:: Extracted data entries ::
============================================================

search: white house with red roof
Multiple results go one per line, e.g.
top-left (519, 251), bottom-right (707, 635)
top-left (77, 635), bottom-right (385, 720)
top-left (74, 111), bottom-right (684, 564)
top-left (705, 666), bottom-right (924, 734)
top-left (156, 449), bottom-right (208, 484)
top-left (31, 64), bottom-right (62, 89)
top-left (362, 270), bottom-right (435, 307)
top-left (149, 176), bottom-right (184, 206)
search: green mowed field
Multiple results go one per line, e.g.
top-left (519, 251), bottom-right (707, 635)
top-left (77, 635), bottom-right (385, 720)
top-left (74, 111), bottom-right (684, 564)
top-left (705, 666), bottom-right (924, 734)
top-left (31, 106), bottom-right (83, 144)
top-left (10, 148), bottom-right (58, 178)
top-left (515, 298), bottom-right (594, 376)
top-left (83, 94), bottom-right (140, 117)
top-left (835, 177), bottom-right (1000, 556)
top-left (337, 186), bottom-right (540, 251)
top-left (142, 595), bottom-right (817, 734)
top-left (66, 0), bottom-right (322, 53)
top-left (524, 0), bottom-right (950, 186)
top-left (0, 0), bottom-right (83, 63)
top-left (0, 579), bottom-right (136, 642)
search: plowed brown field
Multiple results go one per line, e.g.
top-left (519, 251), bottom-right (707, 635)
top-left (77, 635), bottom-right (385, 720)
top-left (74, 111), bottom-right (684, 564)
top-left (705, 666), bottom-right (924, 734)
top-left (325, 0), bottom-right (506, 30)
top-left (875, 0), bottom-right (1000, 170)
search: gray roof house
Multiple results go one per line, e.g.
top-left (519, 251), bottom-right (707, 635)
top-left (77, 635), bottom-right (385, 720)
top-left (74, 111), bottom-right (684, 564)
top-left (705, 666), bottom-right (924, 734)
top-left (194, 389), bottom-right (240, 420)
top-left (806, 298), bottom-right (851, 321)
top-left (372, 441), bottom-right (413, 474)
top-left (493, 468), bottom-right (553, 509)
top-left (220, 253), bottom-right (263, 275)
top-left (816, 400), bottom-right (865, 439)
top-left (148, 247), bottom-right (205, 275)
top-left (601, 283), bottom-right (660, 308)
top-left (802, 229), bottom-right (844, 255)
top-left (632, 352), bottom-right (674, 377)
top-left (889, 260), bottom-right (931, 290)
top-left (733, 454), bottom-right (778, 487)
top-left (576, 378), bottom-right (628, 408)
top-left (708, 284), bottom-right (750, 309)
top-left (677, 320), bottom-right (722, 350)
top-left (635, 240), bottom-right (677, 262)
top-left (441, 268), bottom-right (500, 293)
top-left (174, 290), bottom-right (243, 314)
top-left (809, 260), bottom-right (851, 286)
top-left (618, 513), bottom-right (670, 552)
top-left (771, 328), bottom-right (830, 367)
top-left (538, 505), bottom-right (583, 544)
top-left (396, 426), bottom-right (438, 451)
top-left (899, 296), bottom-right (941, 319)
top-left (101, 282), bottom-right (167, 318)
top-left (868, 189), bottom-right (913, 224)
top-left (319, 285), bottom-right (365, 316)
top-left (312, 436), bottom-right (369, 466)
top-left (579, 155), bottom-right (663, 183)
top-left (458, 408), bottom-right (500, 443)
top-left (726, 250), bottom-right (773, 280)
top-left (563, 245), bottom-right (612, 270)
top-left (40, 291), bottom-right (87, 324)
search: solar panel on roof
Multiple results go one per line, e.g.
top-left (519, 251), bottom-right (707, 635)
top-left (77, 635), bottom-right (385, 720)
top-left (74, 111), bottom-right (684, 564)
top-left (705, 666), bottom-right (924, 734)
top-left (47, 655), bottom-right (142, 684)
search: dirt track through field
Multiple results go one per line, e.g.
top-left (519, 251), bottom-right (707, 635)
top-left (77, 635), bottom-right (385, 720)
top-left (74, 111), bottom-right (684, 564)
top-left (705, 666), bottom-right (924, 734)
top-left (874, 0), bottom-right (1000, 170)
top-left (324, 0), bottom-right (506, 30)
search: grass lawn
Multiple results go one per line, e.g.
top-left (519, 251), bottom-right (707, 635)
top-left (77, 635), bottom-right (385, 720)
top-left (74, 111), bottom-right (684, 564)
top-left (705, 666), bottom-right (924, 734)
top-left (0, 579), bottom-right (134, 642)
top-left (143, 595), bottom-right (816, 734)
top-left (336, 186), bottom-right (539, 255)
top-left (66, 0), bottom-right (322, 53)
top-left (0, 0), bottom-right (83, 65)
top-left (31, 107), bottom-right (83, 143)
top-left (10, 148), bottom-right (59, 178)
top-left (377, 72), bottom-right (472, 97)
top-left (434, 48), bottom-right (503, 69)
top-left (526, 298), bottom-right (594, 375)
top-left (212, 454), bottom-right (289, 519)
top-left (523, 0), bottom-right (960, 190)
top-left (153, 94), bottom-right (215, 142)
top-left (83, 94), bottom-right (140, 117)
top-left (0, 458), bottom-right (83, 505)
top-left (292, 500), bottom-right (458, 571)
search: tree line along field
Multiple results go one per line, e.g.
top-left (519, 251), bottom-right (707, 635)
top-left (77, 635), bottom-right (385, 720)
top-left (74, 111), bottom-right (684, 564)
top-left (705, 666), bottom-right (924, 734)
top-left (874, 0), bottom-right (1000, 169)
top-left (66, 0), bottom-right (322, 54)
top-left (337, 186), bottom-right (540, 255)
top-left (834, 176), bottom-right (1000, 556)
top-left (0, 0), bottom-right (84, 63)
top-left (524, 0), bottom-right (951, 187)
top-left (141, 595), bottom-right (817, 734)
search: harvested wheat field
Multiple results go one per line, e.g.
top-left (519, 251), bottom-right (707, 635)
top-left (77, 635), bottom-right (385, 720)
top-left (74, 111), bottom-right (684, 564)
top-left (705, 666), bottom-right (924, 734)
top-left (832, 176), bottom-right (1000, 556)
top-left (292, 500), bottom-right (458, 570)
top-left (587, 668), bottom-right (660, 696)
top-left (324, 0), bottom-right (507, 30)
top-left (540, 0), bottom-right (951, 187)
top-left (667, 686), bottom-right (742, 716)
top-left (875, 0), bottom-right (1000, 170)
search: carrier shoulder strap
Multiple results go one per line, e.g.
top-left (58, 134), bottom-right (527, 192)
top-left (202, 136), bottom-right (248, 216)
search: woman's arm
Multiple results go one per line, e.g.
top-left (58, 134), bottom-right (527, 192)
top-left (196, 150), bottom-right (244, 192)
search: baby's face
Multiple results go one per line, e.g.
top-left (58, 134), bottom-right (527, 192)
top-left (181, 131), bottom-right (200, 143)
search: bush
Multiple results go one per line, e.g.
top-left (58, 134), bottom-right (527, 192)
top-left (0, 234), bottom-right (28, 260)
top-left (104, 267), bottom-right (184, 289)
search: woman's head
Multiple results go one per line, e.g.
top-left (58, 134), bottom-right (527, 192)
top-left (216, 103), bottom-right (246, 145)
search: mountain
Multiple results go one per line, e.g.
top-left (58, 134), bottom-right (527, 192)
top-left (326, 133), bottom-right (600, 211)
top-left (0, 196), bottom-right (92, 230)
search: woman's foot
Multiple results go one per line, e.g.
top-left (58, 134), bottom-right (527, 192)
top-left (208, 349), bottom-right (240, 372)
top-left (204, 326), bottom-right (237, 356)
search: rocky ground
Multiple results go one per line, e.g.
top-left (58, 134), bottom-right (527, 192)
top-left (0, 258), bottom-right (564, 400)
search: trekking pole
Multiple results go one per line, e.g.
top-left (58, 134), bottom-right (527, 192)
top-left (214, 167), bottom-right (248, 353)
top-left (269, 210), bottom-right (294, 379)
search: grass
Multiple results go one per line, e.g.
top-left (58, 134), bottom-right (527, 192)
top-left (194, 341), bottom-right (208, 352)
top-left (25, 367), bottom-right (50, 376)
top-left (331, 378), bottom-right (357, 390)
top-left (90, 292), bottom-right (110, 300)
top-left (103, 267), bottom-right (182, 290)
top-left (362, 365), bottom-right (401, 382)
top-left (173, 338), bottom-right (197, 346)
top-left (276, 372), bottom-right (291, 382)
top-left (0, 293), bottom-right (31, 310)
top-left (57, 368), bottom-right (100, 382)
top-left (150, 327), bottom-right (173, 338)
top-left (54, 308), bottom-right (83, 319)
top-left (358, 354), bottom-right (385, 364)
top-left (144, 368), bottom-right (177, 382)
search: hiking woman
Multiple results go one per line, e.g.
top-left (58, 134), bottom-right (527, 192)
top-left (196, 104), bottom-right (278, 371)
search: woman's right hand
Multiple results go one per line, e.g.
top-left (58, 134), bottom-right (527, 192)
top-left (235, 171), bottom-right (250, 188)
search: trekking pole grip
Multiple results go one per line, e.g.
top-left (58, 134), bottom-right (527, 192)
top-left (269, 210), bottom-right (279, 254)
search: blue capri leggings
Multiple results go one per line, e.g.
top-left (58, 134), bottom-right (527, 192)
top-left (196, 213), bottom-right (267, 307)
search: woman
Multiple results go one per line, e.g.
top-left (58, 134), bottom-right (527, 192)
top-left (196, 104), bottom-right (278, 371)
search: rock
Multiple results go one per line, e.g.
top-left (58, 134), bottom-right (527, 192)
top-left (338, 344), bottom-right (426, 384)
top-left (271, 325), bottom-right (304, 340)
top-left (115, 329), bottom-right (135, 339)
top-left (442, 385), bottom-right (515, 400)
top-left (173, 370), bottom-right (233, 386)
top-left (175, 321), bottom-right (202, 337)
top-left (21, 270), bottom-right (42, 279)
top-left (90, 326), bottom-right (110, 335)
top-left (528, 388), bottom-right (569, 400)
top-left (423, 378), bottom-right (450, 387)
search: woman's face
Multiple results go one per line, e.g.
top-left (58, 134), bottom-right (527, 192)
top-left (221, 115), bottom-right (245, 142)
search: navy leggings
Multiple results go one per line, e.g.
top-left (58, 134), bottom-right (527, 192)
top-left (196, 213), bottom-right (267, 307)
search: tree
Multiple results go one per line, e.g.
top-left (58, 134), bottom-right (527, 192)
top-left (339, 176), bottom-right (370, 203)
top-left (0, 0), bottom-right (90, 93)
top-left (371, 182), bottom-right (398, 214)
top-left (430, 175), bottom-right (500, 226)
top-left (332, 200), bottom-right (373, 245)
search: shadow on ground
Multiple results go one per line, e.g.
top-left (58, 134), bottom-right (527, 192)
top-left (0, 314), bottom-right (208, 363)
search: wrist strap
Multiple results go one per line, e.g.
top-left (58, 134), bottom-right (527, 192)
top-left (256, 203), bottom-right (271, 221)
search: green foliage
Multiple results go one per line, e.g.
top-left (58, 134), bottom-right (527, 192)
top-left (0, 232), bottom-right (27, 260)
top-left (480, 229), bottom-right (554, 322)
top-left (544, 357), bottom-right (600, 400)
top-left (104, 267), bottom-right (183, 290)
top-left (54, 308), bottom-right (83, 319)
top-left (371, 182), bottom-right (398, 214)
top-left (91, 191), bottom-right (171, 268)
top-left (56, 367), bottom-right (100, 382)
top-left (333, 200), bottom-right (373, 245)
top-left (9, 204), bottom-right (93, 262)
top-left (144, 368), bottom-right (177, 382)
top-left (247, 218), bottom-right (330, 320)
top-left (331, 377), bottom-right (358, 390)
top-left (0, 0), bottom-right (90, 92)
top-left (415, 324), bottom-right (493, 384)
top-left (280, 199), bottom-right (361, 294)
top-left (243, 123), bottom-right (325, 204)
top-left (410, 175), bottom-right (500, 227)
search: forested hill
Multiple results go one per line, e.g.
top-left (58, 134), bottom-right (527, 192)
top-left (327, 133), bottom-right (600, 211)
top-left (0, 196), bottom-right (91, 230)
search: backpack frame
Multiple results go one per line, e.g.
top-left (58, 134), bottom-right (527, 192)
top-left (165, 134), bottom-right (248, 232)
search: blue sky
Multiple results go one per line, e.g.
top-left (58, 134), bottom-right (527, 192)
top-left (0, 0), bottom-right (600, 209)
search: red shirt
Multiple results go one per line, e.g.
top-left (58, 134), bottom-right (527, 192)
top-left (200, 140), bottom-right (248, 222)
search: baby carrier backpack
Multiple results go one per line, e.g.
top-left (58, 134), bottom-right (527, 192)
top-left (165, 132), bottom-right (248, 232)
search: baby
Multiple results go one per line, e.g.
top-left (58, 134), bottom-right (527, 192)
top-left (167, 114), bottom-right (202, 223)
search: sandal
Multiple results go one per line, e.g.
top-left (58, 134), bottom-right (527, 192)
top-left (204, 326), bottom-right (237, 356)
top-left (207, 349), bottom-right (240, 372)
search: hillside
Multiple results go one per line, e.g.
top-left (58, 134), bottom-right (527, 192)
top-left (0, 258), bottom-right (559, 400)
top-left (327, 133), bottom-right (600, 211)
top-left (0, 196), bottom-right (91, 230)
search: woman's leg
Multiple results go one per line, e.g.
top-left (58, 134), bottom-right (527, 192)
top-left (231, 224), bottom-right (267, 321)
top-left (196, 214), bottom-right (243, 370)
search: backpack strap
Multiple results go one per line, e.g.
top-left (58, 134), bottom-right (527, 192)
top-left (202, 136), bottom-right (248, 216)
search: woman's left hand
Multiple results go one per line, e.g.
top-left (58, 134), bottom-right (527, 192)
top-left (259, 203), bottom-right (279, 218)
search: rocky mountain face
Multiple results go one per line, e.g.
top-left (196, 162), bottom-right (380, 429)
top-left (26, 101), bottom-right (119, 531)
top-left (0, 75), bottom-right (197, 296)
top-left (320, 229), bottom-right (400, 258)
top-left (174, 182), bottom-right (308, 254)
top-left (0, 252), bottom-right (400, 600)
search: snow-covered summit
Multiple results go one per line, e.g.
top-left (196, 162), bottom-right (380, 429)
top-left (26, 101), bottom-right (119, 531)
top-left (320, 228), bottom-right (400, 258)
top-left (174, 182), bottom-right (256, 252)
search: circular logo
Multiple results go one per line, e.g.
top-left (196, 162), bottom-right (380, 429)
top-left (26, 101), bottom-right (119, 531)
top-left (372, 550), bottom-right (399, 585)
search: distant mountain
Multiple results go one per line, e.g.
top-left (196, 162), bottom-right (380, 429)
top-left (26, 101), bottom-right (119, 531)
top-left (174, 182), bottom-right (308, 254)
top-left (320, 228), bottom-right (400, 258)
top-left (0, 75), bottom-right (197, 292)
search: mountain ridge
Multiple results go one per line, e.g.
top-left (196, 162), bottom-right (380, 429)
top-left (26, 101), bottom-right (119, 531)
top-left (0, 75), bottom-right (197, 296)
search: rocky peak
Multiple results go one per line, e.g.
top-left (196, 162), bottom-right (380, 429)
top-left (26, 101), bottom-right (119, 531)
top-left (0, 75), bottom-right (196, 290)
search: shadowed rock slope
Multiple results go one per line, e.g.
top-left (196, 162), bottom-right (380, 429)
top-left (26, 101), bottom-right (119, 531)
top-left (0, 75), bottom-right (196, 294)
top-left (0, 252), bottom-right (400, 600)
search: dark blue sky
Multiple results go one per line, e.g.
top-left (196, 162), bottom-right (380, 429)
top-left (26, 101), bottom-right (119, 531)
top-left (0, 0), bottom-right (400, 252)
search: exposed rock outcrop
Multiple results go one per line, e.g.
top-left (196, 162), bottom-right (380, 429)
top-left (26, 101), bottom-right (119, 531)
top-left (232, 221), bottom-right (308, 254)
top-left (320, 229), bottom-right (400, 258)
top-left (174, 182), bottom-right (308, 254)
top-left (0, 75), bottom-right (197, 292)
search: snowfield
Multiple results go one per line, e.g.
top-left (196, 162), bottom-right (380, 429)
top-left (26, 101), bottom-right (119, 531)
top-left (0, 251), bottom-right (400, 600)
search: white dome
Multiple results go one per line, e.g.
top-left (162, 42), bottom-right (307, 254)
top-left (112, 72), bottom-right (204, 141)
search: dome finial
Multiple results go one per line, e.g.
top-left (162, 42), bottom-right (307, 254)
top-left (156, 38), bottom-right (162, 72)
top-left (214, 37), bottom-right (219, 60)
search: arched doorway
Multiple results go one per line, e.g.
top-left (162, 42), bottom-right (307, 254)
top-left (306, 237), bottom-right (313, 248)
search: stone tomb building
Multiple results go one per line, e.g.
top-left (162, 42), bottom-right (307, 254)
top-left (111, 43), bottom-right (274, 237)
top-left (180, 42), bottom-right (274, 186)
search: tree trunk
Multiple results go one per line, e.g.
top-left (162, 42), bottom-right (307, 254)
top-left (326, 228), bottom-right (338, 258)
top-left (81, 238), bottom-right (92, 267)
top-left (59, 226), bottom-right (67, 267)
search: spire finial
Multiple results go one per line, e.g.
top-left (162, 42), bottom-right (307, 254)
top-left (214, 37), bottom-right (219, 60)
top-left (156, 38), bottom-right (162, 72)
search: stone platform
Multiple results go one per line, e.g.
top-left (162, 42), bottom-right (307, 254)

============================================================

:: Set problem ::
Quote exactly what appears from the line containing "search: stone tomb building" through the final line of the listing above, including both of those lines.

:: Solution below ::
search: stone tomb building
Multiple results go one per line, e.g.
top-left (162, 42), bottom-right (307, 254)
top-left (111, 43), bottom-right (274, 237)
top-left (180, 42), bottom-right (274, 186)
search: tree trunk
Multiple results go one per line, e.g.
top-left (162, 42), bottom-right (307, 254)
top-left (326, 228), bottom-right (338, 258)
top-left (81, 238), bottom-right (92, 267)
top-left (59, 226), bottom-right (67, 267)
search: spire finial
Multiple results go one per line, e.g.
top-left (162, 42), bottom-right (307, 254)
top-left (214, 37), bottom-right (219, 60)
top-left (156, 38), bottom-right (162, 72)
search: stone platform
Multiple results go one per line, e.g.
top-left (162, 42), bottom-right (307, 254)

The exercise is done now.